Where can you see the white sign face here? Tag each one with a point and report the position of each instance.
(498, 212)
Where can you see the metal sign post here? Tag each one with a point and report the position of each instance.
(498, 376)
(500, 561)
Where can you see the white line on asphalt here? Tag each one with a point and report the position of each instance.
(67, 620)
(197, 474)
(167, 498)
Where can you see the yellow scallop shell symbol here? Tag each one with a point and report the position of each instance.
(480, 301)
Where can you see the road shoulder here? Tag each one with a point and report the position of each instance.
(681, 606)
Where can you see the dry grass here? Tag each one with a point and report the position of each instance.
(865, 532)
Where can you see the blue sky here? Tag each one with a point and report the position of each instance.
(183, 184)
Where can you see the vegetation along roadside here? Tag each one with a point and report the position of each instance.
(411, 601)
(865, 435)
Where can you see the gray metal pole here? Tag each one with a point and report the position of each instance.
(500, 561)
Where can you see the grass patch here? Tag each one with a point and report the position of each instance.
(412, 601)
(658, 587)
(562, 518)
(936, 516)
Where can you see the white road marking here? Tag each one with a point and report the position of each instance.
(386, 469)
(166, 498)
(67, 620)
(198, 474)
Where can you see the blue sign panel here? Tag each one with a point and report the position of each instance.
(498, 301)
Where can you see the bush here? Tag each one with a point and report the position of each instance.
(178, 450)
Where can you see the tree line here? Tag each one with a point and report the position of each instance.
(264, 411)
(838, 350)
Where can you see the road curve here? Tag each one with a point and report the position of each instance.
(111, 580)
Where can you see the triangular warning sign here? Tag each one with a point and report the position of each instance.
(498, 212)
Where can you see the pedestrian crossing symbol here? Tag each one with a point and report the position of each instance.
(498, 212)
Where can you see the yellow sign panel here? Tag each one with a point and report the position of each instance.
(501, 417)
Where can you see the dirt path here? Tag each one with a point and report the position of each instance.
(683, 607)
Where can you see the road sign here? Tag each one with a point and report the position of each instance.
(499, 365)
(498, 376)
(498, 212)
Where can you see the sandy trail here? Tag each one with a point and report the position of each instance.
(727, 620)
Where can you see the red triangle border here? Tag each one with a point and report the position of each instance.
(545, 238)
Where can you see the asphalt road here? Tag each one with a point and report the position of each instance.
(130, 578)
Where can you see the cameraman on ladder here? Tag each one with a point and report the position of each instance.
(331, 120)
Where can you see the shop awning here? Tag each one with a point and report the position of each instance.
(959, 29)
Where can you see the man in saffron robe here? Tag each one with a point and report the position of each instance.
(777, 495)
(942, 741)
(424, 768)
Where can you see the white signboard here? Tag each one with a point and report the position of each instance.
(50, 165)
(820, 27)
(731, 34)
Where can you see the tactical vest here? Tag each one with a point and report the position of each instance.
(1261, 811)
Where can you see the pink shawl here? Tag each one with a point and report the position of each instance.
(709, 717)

########################################

● BRIEF:
Please retype every entry above exactly as it stands.

● EXPECTED OUTPUT:
Where can you see the white sign face here? Tag each one with a point and report the position of each instance.
(498, 212)
Where can you see the metal sign post here? Tag each one with a point and report the position of each instance.
(498, 376)
(500, 561)
Where can you see the white line on asphalt here? Tag each one with a point and report the position of each instance.
(67, 620)
(197, 474)
(167, 498)
Where can you see the yellow scallop shell symbol here? Tag each one with a point and report the position of each instance.
(480, 301)
Where can you see the road shoulder here? Tag each one with a point and report the position of each instance.
(681, 606)
Where can you see the dry grass here? Tag each one with a point and report the position of each instance.
(865, 532)
Where can you see the blue sky here? Tag each one with a point and report the position of each instance.
(183, 184)
Where can you see the vegetation along roadside here? Tag each one with a point and report the position of each instance.
(411, 601)
(865, 435)
Where can you see the gray metal pole here? Tag each one with a point and report the position of each instance.
(500, 561)
Where can you see the grass patch here? Tag each one with a point and report the position of each instance.
(412, 601)
(658, 587)
(562, 518)
(936, 516)
Where can you see the white road marking here? Tag each one with a point and report the position of each instance.
(386, 469)
(166, 498)
(67, 620)
(198, 474)
Where can you see the blue sign panel here? Tag each one with a point and report the position of each instance.
(498, 301)
Where can you see the bush here? Tag each one with a point and report the position of each instance.
(178, 450)
Where can you see the tree line here? Tag each one with a point and report the position of each instance.
(264, 411)
(838, 350)
Where can you see the road curve here? Tag each one with a point and report the position of each instance.
(111, 580)
Where can you see the triangular warning sign here? Tag each one with a point and report the position of each instance.
(498, 212)
Where can you see the pedestrian crossing symbol here? Tag each one with a point and report the position of each instance.
(498, 212)
Where can you see the yellow sign panel here? Tag each one with a point and report the position of each instance.
(501, 417)
Where can you see the dirt path here? Tag each one with a point and report the position of each instance.
(683, 607)
Where can you see the road sign here? Tag each one with a point and report the position of each instance.
(499, 365)
(498, 376)
(498, 212)
Where can you see the sandy trail here? Tag each one with a point and report the position of each instance.
(727, 620)
Where can you see the red triangle border here? Tag each one with a point and report the position of each instance.
(545, 238)
Where can you see the asphalt road here? Tag each one with a point and report the position of each instance.
(130, 578)
Where can you see the cameraman on ladder here? Tag each one with a point and report the position of each instance.
(331, 120)
Where can you see the shop awning here? Tag each one with a point and report the position of each instance.
(959, 29)
Where can you see the man in saffron robe here? Tag each one with a point and report the position of each instance.
(777, 495)
(942, 741)
(424, 768)
Where can you see the white signboard here? Tag each one with a point and report the position of each instance.
(50, 165)
(820, 27)
(731, 34)
Where can you see the tactical vest here? Tag each one with a point and report the position of each instance.
(1261, 811)
Where can you see the pink shawl here? Tag each one with a point and report the position of each instance.
(709, 717)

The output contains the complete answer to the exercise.